**EXCERPT:**

════════

Category Archives: Cross Product

April 21, 2026 · 11:26 am

Find the Equation of a Plane Given Three Points

Find the Cartesian equation of the plane containing the points A(1, 2, 3), B(-3, 0, 2) and C(2, -4, -1)

Find \overrightarrow{AB} and \overrightarrow{AC}
\overrightarrow{AB}=\begin{pmatrix}-2\\0\\2\end{pmatrix}-\begin{pmatrix}1\\2\\3\end{pmatrix}=\begin{pmatrix}-3\\-2\\-1\end{pmatrix}
\overrightarrow{AC}=\begin{pmatrix}2\\-4\\-1\end{pmatrix}-\begin{pmatrix}1\\2\\3\end{pmatrix}=\begin{pmatrix}1\\-6\\-4\end{pmatrix}

Find the cross product \overrightarrow{AB}\times \overrightarrow{AC}
\begin{pmatrix}-3\\-2\\-1\end{pmatrix}\times\begin{pmatrix}1\\-6\\-4\end{pmatrix}=\begin{pmatrix}2\\-13\\20\end{pmatrix}
This is the normal, overrightarrow{n}, to the plane.

════════

(Stored data entries)
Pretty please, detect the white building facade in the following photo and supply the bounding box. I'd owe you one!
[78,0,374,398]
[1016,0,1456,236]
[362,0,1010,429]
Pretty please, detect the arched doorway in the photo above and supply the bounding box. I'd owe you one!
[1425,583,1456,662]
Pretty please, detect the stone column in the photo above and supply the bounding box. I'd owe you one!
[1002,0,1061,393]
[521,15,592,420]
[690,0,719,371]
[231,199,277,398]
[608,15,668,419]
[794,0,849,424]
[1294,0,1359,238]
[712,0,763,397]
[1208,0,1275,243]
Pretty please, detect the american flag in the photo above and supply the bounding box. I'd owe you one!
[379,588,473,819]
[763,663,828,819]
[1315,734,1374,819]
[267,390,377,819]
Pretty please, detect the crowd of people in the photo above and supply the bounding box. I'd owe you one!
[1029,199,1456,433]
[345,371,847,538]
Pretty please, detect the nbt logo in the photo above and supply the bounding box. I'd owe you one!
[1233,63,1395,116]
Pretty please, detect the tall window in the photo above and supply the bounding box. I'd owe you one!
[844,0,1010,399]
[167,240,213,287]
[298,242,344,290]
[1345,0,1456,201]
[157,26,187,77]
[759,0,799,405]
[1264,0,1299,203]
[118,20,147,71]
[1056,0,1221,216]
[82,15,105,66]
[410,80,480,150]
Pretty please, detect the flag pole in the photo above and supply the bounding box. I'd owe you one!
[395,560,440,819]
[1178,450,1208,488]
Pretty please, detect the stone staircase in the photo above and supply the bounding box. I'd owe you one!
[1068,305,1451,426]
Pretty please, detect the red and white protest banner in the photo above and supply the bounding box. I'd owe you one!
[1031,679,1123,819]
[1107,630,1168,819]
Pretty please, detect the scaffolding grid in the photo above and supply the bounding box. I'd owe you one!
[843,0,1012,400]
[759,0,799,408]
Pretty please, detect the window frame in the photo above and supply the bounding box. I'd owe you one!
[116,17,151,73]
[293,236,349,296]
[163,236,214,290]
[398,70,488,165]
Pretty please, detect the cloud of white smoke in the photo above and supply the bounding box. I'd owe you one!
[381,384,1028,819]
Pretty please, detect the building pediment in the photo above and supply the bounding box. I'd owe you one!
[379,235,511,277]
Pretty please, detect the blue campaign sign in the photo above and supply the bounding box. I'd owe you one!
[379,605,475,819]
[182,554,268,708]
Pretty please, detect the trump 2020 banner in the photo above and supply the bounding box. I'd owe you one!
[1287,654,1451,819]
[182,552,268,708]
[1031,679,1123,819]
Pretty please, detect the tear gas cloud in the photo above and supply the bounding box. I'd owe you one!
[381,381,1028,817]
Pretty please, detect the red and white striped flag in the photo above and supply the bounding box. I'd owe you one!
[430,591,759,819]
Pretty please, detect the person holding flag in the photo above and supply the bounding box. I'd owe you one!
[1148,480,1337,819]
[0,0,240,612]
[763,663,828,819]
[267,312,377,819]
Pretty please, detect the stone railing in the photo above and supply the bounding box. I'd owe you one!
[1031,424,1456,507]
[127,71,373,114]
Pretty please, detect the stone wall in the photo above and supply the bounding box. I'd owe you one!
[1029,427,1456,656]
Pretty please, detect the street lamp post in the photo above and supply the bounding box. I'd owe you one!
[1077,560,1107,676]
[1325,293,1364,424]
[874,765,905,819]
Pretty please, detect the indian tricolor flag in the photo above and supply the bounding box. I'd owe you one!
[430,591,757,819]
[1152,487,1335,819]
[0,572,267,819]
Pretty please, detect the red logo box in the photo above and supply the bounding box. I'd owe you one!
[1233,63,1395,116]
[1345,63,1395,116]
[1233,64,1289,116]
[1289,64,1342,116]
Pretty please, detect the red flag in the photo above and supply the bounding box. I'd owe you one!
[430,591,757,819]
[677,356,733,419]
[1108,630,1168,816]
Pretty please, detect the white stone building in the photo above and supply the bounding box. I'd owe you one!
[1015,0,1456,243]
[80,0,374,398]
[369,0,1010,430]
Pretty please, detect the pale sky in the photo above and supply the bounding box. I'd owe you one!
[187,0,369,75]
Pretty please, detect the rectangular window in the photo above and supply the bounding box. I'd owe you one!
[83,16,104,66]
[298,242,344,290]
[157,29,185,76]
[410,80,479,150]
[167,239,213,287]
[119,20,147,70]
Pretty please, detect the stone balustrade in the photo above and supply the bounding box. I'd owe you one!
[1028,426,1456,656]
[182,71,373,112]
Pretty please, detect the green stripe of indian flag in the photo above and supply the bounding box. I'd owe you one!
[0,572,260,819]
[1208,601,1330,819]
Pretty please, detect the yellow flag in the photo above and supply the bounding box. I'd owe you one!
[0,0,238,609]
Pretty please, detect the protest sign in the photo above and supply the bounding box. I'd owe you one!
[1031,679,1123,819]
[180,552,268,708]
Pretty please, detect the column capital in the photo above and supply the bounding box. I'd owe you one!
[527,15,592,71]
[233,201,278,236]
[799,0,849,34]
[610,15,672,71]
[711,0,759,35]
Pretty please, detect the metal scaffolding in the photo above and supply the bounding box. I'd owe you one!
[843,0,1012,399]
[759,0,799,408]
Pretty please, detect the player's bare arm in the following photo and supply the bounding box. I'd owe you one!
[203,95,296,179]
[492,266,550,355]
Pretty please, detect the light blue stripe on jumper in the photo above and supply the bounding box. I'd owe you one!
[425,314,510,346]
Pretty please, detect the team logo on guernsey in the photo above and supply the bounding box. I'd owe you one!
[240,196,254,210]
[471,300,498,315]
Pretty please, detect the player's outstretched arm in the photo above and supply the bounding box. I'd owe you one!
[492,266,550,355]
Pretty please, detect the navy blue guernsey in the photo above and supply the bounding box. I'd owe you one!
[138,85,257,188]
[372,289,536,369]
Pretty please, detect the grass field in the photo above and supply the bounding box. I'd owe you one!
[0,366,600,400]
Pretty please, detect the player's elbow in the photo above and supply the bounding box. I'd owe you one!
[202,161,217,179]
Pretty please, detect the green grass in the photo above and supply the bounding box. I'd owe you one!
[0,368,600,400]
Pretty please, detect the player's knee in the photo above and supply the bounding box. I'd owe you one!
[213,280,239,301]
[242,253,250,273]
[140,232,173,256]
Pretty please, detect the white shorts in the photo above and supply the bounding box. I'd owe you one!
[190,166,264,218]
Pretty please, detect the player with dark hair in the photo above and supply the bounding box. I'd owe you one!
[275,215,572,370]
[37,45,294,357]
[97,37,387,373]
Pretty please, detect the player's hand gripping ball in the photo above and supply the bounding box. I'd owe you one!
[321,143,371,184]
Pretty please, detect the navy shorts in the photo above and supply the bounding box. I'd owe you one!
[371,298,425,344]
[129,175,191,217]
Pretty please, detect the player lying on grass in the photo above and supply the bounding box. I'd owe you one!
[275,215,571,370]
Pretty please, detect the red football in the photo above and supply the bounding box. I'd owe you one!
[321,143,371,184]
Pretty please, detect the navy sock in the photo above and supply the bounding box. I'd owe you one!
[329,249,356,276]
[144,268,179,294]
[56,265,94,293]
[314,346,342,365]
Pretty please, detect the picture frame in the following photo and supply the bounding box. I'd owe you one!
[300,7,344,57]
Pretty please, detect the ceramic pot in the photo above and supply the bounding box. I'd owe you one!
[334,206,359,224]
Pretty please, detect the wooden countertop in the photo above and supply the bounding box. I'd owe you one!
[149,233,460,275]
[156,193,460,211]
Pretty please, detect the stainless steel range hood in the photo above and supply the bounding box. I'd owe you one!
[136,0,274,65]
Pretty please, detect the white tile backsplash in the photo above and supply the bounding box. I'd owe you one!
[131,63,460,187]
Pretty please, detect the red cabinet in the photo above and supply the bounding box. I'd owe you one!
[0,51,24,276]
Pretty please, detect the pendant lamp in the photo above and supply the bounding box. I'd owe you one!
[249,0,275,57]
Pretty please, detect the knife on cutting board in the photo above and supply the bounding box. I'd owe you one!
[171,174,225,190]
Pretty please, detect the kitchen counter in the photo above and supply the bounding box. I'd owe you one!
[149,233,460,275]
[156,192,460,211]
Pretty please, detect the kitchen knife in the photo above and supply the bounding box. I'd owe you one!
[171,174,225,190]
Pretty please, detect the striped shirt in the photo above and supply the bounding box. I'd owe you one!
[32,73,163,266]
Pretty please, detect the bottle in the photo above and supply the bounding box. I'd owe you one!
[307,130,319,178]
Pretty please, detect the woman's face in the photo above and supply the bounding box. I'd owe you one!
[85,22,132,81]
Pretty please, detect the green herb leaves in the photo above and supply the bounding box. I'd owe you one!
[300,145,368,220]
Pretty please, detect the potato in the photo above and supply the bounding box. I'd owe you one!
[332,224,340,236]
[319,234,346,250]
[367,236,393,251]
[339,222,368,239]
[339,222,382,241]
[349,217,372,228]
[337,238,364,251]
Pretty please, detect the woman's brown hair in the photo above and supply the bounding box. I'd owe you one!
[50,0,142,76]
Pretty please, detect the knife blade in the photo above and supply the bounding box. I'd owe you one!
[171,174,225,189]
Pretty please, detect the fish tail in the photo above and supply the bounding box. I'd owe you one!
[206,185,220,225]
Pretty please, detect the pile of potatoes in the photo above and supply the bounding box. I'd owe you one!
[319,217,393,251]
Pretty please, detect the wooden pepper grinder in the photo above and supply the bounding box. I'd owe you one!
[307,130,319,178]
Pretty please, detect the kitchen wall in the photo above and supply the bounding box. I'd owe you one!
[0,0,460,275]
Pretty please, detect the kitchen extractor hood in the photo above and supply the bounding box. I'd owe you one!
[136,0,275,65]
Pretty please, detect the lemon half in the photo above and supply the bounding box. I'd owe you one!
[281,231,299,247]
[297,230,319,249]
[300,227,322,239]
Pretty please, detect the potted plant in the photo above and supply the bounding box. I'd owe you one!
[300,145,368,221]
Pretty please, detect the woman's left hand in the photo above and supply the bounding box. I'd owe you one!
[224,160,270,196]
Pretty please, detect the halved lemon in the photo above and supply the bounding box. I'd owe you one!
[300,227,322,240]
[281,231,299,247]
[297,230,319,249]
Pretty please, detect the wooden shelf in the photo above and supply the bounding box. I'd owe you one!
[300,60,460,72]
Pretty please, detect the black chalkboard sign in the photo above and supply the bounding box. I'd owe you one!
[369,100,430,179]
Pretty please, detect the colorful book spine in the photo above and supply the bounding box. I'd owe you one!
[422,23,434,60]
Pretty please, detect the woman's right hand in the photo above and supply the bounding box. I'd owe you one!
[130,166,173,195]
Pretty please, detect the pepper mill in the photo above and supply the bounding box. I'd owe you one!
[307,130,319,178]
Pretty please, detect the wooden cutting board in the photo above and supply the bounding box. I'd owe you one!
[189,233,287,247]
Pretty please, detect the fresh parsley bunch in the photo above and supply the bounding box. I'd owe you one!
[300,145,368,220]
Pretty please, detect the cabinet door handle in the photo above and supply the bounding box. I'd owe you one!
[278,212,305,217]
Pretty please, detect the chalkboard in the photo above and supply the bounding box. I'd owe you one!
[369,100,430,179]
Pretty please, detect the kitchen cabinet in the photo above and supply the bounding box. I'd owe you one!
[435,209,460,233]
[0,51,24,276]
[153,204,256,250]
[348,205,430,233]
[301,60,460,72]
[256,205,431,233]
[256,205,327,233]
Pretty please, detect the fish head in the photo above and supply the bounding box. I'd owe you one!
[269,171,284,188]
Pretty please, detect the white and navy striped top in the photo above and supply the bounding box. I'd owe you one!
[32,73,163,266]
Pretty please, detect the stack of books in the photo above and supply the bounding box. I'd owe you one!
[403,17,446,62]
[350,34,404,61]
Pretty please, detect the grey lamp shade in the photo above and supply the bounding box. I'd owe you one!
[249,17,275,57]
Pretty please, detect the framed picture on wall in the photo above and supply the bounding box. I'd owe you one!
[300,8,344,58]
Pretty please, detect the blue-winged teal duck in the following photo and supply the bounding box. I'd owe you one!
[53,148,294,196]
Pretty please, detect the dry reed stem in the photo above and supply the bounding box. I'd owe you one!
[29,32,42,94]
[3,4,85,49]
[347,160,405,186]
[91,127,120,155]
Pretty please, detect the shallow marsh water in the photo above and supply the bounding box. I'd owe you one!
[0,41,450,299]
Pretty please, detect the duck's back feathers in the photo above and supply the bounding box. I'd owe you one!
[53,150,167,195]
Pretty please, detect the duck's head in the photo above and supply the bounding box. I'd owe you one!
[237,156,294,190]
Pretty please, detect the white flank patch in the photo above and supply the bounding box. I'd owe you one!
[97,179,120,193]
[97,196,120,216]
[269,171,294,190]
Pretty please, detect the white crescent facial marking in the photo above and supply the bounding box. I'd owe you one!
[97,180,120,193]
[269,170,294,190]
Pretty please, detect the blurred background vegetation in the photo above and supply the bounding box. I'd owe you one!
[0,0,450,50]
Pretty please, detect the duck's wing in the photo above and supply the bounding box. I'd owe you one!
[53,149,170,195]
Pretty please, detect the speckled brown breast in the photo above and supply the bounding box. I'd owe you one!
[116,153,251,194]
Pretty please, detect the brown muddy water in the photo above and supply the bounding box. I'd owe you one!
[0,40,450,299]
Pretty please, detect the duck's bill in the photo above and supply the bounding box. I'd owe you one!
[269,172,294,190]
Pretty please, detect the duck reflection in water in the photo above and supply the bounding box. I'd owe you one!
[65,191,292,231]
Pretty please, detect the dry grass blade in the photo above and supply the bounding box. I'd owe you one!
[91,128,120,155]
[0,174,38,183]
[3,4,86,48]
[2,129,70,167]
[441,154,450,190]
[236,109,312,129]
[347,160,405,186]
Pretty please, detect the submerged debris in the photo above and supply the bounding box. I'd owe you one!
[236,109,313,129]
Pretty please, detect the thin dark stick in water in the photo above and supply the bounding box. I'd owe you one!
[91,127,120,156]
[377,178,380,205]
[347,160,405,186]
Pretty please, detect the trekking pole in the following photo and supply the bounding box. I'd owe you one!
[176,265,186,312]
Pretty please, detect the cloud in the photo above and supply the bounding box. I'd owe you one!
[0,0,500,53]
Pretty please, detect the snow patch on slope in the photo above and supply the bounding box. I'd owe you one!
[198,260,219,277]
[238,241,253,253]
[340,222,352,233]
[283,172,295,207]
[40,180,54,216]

════════

**GIVEN INSTRUCTION 1:**
Quote the plane equation text starting at "April 21, 2026" and ending at "to the plane.".
**GIVEN INSTRUCTION 2:**
Reproduce only the lines of the listing starting at the one that contains "Pretty please, detect the fish tail" and ending at the one that contains "[319,217,393,251]", with "pile of potatoes" replaced by "heap of potatoes" and nothing else altered.
The plane equation text and the listing were taken from separate sources.

**TASK RESULT 1:**
April 21, 2026 · 11:26 am

Find the Equation of a Plane Given Three Points

Find the Cartesian equation of the plane containing the points A(1, 2, 3), B(-3, 0, 2) and C(2, -4, -1)

Find \overrightarrow{AB} and \overrightarrow{AC}
\overrightarrow{AB}=\begin{pmatrix}-2\\0\\2\end{pmatrix}-\begin{pmatrix}1\\2\\3\end{pmatrix}=\begin{pmatrix}-3\\-2\\-1\end{pmatrix}
\overrightarrow{AC}=\begin{pmatrix}2\\-4\\-1\end{pmatrix}-\begin{pmatrix}1\\2\\3\end{pmatrix}=\begin{pmatrix}1\\-6\\-4\end{pmatrix}

Find the cross product \overrightarrow{AB}\times \overrightarrow{AC}
\begin{pmatrix}-3\\-2\\-1\end{pmatrix}\times\begin{pmatrix}1\\-6\\-4\end{pmatrix}=\begin{pmatrix}2\\-13\\20\end{pmatrix}
This is the normal, overrightarrow{n}, to the plane.

**TASK RESULT 2:**
Pretty please, detect the fish tail in the photo above and supply the bounding box. I'd owe you one!
[206,185,220,225]
Pretty please, detect the heap of potatoes in the photo above and supply the bounding box. I'd owe you one!
[319,217,393,251]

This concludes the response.